Données brutes:
....................
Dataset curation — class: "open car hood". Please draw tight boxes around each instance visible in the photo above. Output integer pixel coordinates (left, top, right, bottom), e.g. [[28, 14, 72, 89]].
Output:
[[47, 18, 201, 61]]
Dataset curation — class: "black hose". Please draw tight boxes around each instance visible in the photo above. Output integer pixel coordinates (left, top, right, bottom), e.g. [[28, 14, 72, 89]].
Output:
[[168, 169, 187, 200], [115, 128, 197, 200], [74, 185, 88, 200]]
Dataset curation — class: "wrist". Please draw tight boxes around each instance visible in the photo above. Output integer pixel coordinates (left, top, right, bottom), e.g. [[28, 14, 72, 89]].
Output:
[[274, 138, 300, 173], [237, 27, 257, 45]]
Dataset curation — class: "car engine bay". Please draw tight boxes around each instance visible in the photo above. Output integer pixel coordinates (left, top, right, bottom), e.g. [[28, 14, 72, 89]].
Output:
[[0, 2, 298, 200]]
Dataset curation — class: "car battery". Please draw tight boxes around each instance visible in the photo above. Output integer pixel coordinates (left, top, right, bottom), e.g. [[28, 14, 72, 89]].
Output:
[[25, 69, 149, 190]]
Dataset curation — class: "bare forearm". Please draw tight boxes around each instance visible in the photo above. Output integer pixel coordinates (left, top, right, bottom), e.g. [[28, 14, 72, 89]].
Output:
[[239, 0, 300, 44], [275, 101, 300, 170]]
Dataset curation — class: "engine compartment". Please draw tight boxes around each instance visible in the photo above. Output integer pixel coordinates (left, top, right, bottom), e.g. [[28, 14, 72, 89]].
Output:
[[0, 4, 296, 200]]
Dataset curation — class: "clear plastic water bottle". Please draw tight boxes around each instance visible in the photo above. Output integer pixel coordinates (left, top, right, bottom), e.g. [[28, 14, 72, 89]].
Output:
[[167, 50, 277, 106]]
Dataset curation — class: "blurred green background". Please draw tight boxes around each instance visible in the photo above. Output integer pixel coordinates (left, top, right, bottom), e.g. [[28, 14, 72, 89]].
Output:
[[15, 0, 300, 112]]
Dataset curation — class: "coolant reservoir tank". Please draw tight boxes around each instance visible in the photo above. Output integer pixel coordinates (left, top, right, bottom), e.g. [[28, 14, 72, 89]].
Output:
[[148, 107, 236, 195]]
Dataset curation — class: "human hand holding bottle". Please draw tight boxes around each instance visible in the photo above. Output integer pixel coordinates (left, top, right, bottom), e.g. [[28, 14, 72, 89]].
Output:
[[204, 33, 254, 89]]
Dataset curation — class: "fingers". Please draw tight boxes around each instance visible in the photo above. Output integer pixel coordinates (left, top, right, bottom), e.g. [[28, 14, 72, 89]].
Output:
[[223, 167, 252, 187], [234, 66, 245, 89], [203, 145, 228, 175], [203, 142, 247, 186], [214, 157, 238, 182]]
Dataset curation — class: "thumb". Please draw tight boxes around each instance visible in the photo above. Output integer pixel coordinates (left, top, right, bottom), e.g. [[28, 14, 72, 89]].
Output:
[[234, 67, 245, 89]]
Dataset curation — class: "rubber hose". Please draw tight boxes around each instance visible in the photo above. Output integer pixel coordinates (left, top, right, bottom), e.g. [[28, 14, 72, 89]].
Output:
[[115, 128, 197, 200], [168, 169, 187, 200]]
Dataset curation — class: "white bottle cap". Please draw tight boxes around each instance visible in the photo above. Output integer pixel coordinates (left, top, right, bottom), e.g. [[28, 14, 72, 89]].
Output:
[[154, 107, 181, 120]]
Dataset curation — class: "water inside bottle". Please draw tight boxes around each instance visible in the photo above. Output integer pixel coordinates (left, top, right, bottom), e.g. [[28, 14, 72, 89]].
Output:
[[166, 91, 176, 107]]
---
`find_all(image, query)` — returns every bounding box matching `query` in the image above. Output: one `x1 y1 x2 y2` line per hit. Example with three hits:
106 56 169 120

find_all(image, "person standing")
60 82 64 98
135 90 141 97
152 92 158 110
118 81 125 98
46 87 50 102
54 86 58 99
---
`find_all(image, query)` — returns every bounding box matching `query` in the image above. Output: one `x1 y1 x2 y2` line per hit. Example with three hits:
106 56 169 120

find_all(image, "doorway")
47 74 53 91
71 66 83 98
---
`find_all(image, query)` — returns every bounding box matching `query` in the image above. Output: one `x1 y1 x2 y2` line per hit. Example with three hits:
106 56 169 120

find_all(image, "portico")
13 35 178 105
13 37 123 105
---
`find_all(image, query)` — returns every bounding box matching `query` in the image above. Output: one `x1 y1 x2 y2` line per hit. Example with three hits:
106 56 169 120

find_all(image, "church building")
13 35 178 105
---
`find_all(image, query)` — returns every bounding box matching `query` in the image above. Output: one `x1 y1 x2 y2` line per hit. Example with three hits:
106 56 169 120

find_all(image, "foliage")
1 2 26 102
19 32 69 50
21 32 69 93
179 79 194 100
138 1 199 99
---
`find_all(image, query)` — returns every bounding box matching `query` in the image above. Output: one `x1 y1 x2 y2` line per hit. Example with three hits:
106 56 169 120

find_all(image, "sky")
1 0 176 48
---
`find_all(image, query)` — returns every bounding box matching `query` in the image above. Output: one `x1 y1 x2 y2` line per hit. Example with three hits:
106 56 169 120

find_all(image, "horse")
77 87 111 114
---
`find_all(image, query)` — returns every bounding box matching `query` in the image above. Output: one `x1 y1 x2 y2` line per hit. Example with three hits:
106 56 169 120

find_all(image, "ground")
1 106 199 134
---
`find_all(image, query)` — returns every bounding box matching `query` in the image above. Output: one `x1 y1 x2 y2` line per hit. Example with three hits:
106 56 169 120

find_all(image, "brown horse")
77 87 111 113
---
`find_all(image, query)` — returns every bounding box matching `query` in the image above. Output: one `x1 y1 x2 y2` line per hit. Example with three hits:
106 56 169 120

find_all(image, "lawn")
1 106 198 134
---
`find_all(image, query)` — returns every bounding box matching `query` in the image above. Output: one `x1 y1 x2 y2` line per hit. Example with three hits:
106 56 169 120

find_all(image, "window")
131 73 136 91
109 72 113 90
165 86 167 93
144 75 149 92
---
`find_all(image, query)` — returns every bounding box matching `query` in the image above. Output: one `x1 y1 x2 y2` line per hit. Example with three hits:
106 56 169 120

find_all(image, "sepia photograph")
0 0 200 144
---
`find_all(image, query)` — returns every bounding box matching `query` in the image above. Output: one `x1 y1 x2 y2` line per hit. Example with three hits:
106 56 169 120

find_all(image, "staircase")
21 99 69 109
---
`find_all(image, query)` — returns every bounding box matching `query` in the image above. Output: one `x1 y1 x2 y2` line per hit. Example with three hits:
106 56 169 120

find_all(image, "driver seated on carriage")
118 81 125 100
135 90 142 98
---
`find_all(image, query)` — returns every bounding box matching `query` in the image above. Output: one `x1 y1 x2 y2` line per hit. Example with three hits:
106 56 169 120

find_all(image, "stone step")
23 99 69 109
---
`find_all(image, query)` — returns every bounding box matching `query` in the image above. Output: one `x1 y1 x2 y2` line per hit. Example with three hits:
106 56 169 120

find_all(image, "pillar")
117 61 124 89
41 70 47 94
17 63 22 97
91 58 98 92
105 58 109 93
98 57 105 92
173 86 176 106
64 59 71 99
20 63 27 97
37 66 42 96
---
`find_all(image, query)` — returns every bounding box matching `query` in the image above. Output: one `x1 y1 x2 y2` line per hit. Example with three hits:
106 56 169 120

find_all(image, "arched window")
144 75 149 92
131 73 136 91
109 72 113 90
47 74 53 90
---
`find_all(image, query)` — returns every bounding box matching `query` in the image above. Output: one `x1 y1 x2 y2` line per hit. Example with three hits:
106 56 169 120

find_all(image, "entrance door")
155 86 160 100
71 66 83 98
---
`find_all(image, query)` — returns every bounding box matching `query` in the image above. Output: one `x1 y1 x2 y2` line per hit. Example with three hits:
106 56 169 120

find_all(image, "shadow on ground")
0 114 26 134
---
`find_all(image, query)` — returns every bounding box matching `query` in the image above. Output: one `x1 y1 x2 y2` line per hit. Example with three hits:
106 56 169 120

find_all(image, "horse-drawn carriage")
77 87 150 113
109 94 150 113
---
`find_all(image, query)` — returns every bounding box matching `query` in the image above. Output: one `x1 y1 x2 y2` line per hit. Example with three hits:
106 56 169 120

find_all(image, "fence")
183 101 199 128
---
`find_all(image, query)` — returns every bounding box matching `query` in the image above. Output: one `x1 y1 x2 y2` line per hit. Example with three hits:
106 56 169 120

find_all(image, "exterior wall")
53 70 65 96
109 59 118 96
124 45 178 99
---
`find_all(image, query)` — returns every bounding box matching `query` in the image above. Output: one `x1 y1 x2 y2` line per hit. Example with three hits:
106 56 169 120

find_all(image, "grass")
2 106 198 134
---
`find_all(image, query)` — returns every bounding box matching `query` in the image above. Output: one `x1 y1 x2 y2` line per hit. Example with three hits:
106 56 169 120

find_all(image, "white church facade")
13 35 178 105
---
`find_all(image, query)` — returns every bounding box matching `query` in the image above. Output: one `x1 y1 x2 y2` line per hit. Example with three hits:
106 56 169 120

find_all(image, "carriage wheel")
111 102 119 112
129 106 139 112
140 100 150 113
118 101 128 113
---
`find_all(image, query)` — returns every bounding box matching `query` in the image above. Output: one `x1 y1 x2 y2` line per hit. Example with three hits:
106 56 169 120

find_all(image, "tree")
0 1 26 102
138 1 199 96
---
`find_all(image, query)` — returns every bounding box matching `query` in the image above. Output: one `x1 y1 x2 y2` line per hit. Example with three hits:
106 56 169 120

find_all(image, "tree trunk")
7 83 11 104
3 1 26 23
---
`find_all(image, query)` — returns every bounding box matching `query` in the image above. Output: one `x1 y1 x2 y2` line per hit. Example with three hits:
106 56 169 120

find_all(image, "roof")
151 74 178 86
....................
▶ [Énoncé écrit]:
Renvoyez chaque ligne des données ci-dessus qui contient la chaîne "window", sans rien y changer.

▶ [Réponse attendue]:
find_all(image, "window")
find_all(image, "arched window")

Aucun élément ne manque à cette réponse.